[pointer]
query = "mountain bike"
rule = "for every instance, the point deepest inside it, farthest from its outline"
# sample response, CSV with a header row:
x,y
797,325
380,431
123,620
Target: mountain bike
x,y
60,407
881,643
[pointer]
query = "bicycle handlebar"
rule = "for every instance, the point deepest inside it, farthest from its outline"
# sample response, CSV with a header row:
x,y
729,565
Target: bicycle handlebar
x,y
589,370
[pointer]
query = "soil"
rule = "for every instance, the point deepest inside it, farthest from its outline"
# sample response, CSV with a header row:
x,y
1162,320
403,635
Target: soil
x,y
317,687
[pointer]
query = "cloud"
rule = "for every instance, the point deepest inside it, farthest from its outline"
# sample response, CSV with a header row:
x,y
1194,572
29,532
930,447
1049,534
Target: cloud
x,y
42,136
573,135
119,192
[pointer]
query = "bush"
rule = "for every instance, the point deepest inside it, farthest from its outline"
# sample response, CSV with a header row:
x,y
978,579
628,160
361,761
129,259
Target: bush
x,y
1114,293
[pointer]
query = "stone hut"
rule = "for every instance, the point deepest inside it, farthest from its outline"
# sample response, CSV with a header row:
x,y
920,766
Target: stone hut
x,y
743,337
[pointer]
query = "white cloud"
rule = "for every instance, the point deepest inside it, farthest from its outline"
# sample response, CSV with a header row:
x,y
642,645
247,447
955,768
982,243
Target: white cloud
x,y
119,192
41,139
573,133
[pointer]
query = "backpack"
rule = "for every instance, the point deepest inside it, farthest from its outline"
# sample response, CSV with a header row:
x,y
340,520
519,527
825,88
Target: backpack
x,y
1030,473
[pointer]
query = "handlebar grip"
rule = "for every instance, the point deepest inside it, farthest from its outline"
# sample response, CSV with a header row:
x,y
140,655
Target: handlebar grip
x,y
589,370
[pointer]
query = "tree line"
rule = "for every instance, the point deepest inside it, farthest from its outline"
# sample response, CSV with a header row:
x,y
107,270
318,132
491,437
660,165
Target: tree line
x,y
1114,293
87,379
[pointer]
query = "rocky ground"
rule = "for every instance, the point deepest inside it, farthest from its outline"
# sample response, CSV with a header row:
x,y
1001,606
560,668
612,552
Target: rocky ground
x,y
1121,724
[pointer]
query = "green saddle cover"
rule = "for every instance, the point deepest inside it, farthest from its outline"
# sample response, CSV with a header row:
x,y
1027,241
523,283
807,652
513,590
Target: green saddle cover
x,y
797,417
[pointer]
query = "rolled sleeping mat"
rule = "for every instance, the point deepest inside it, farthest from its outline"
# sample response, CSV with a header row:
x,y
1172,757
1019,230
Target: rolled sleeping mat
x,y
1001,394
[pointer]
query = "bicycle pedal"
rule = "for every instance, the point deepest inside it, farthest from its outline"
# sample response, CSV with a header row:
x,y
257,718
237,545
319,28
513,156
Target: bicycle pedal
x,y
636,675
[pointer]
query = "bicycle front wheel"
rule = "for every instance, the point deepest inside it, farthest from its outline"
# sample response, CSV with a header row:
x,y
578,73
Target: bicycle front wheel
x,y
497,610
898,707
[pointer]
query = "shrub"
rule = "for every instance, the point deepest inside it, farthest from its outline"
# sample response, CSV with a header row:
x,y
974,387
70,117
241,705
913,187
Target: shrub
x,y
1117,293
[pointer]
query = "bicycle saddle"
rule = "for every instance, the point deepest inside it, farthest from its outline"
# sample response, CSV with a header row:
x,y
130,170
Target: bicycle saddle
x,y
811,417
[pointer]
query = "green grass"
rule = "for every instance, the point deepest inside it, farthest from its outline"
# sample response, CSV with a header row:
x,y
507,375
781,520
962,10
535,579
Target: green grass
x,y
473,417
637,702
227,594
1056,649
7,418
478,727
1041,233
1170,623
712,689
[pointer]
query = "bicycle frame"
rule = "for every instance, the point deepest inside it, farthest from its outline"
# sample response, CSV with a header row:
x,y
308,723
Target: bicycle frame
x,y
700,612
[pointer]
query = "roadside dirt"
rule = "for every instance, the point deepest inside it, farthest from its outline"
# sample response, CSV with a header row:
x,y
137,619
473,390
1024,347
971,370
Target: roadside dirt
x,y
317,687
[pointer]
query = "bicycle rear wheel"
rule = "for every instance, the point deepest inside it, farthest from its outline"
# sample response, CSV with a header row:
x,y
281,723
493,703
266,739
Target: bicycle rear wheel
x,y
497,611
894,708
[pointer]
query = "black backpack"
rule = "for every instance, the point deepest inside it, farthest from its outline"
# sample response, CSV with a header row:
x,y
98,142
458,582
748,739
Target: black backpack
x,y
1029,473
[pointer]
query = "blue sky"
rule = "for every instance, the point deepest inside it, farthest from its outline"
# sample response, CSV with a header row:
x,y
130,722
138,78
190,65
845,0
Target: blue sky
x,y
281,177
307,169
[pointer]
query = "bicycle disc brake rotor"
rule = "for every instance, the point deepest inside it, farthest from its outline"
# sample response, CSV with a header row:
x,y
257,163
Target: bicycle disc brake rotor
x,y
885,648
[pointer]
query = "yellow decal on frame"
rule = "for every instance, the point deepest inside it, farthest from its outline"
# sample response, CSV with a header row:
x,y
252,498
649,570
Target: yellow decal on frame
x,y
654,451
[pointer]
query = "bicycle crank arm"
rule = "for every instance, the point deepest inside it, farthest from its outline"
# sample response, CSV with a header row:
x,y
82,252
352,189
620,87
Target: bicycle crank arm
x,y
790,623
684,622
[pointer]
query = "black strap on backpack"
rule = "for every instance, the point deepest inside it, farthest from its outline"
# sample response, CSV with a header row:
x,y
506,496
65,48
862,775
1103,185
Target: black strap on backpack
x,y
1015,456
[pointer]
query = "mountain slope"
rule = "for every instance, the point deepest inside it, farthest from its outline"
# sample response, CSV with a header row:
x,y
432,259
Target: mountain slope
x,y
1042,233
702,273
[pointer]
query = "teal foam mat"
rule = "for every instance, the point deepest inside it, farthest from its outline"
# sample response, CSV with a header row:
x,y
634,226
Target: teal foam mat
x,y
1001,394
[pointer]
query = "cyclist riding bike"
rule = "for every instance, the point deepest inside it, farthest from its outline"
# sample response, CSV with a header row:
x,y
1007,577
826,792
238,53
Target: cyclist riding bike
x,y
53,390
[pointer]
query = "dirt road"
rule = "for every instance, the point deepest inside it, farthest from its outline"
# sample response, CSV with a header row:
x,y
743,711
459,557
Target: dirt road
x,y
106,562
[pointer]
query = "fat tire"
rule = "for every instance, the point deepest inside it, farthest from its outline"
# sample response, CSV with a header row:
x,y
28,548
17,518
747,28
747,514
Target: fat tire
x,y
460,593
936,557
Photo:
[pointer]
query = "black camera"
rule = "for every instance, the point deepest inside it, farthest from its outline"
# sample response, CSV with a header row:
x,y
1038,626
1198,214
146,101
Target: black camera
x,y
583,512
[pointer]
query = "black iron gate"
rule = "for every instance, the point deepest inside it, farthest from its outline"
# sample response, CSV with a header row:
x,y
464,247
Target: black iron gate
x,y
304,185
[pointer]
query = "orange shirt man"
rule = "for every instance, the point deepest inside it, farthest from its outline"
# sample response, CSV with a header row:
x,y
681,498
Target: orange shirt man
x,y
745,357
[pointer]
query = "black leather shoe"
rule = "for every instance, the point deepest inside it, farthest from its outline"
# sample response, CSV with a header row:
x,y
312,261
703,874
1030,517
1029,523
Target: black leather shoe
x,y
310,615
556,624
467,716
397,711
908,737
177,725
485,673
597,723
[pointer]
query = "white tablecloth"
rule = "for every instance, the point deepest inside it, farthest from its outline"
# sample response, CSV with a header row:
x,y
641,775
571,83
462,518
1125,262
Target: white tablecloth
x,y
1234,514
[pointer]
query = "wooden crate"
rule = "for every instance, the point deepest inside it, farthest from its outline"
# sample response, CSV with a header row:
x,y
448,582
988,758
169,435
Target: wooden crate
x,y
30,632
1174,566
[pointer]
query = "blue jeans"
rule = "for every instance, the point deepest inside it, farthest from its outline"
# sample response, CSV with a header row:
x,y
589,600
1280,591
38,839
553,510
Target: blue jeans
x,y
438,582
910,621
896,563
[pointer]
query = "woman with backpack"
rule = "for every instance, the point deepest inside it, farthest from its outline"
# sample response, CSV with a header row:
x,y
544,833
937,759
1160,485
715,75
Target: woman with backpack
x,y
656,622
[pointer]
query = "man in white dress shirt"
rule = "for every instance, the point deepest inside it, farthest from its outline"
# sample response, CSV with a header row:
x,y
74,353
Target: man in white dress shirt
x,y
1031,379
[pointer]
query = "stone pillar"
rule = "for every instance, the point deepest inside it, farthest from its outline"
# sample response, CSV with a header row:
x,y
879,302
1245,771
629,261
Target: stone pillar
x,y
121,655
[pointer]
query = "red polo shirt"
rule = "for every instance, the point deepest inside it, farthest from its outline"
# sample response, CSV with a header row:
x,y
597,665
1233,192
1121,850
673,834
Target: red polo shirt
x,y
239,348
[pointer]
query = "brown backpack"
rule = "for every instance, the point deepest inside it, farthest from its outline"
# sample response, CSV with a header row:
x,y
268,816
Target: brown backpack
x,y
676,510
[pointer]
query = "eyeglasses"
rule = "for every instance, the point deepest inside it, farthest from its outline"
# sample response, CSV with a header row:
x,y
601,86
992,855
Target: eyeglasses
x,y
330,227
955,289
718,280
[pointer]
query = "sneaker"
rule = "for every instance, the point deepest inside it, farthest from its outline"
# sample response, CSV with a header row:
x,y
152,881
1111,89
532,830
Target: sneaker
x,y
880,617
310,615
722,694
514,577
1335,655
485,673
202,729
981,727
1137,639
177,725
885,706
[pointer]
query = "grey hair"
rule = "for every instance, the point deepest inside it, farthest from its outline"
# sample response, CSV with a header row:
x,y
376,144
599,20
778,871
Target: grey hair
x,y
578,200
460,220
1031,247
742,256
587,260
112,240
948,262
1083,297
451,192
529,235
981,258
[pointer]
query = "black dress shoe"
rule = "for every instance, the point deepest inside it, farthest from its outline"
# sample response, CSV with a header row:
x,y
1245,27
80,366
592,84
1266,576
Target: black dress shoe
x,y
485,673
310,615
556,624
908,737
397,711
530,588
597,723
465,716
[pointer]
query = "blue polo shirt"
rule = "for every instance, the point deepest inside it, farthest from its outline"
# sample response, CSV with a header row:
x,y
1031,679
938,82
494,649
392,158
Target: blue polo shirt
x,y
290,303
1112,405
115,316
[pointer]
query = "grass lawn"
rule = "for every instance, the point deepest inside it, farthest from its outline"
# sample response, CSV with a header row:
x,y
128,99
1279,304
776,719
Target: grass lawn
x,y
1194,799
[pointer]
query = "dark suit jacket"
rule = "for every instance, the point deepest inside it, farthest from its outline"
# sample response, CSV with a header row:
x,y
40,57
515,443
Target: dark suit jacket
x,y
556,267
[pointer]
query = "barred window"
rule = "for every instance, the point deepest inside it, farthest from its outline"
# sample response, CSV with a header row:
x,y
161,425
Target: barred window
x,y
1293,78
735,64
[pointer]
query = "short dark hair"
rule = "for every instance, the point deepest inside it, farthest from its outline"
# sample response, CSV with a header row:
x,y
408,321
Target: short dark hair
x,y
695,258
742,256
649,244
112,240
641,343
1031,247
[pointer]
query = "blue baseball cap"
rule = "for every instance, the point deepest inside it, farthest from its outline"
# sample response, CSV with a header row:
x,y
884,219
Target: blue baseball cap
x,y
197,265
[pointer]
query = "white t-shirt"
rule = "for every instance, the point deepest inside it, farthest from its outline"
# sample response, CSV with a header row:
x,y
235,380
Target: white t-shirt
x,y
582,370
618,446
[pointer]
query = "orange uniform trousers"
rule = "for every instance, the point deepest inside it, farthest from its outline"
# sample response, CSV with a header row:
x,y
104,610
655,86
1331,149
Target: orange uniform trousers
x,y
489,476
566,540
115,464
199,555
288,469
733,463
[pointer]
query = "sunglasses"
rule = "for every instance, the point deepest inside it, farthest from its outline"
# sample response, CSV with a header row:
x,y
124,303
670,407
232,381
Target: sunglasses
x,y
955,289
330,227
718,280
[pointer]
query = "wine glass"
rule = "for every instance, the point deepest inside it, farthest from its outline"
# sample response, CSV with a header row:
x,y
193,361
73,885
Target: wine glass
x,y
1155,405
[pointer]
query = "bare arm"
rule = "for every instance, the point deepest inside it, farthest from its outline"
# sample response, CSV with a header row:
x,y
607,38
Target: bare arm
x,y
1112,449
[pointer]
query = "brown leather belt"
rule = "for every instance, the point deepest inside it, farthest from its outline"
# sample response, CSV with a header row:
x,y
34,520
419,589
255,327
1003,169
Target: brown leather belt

|---|

Among the entries, how many lines contain the word "belt"? Give the number alone.

2